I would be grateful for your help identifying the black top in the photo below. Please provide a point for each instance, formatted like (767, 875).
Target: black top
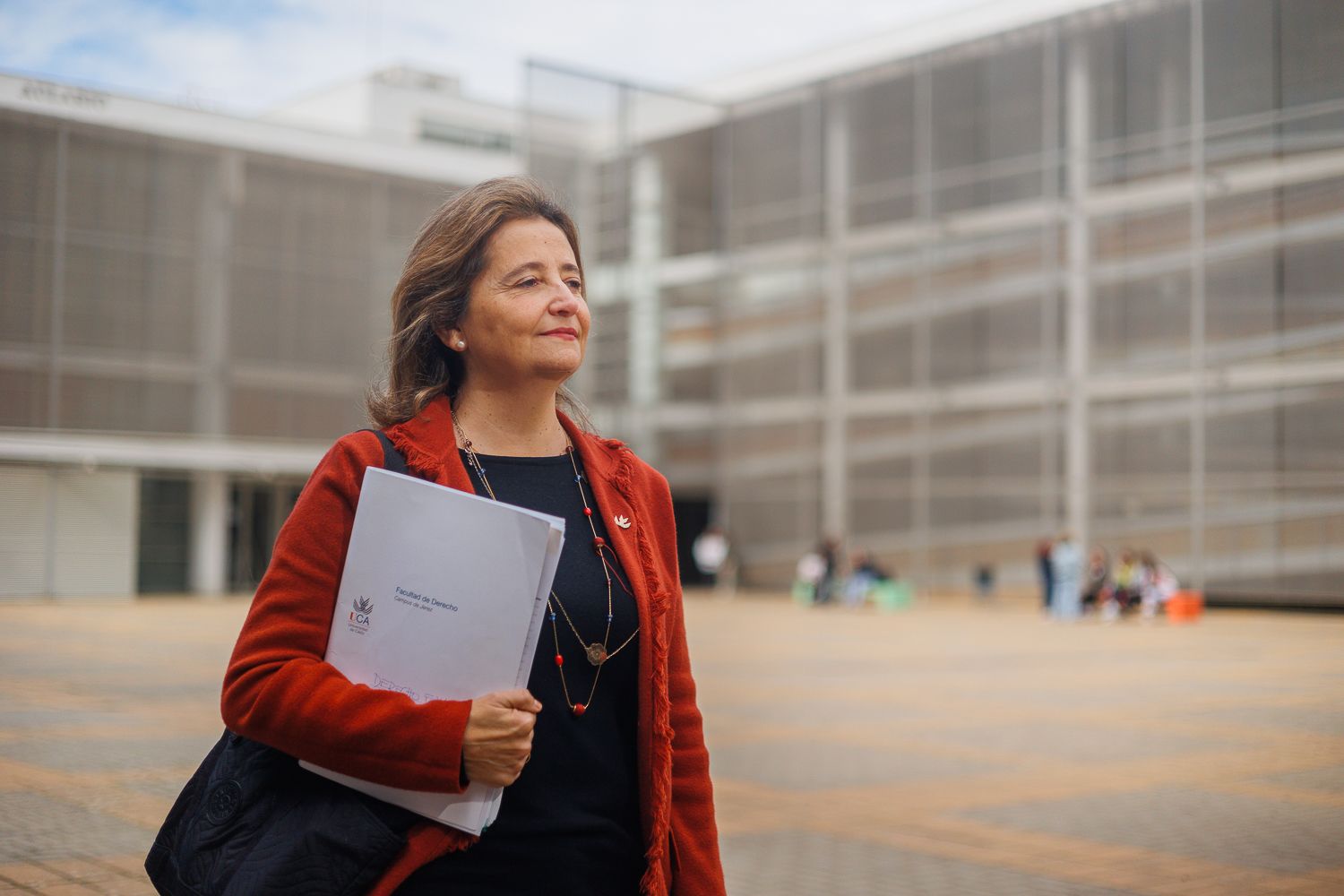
(570, 823)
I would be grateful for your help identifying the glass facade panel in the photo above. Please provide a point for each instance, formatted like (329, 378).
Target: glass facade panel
(776, 171)
(882, 151)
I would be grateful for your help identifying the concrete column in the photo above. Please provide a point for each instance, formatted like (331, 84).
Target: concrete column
(645, 306)
(835, 469)
(1196, 297)
(1078, 331)
(210, 533)
(921, 485)
(222, 195)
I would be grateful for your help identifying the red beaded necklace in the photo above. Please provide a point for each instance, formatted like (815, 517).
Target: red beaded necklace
(596, 650)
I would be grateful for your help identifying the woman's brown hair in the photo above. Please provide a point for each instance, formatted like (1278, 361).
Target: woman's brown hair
◇ ◇ ◇
Problem description =>
Report every line in the data that holds "provide", copying each one.

Exercise solution =>
I would be grateful for your help identifying the black top in the photo below. Please provide a point for each instance, formatted like (767, 875).
I would be grateful for your help identifying the glass facade panel in the photo above. Please provide a point for each instance, formatted like (329, 378).
I would be grateful for your help identifying the concrete column in the photo above. Please provide a point for each instance, formatted like (331, 84).
I would be grateful for your help identifying the red beaded necklace in the photo above. Please provide a point for each instance, formatted like (815, 517).
I would be grateful for your help identifying the woman's brown hair in the photo above. Please provide a point for each instance, formatted like (1278, 361).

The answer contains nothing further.